__Exercise details__. Copy everything from the line containing "[locate] carpeted floor" down to the end of the listing, swapping "curtain rod" for "window frame" and leaving everything else unchanged.

__Extracted information__.
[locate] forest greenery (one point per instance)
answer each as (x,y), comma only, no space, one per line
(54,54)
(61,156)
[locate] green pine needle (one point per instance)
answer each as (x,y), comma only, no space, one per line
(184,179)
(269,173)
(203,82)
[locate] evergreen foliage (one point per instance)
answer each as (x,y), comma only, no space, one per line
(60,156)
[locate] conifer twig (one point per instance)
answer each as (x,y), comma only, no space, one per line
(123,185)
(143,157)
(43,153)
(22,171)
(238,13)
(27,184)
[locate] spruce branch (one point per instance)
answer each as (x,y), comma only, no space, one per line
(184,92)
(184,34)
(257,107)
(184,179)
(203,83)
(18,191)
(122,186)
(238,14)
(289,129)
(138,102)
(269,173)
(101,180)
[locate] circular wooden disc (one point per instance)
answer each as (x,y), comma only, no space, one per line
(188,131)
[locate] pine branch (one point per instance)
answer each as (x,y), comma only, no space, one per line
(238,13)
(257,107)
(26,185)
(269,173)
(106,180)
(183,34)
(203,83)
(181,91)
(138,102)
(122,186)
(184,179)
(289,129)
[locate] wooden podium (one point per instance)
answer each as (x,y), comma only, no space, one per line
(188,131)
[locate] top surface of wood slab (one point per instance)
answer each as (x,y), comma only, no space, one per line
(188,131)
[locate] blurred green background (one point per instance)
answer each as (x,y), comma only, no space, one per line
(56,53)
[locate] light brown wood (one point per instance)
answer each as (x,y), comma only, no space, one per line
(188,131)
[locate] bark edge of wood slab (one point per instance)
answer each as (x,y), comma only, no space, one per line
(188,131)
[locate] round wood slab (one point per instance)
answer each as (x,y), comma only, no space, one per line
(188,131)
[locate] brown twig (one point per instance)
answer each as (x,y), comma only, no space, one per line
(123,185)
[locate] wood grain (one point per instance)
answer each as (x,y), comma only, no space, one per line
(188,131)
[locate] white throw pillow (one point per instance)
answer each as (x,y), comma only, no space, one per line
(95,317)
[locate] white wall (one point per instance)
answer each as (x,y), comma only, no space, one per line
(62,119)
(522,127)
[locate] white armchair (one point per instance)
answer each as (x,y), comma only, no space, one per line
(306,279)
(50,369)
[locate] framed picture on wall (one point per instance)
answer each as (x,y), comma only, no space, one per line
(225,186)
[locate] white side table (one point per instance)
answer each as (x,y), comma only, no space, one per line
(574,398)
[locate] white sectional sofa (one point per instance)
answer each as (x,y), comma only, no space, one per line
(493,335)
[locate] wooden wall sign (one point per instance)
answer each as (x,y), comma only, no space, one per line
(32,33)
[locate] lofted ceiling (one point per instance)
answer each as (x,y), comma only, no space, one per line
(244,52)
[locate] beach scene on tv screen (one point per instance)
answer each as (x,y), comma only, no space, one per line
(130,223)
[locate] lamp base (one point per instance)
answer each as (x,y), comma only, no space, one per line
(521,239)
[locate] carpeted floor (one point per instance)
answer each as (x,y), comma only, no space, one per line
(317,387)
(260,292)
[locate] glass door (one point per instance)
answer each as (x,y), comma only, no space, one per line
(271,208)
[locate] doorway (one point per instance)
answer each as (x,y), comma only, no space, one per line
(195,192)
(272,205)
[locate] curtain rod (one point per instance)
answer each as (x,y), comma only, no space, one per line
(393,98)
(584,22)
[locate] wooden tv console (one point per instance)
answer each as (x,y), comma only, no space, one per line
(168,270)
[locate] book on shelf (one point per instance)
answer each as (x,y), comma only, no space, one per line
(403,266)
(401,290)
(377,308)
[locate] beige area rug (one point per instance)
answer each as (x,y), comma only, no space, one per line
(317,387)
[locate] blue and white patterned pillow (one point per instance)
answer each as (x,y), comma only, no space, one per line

__Solution to this exercise__.
[locate] carpeted floor (one point per instance)
answer each as (x,y), comma only, no space, one per line
(317,387)
(260,292)
[locate] glass door (one point per instance)
answer each as (x,y), comma only, no space, one per line
(271,208)
[locate] doorway (one point per instance)
answer each as (x,y), comma only, no space, one per line
(195,192)
(272,205)
[locate] window frame (one point per instance)
answer each as (x,y), comma only, no space, one per line
(393,98)
(584,22)
[locate] wooden tv console (one point per instance)
answer each as (x,y), comma only, no space, one per line
(168,270)
[locate] book on shelf (one point per instance)
answer each as (x,y), comma only, no space, one per line
(403,266)
(401,290)
(377,308)
[locate] beige area rug (one point per instance)
answer each as (x,y), comma only, no space, one per line
(317,387)
[locate] blue and white patterned pillow (one point per instance)
answer each as (x,y), comma only, no space, one per line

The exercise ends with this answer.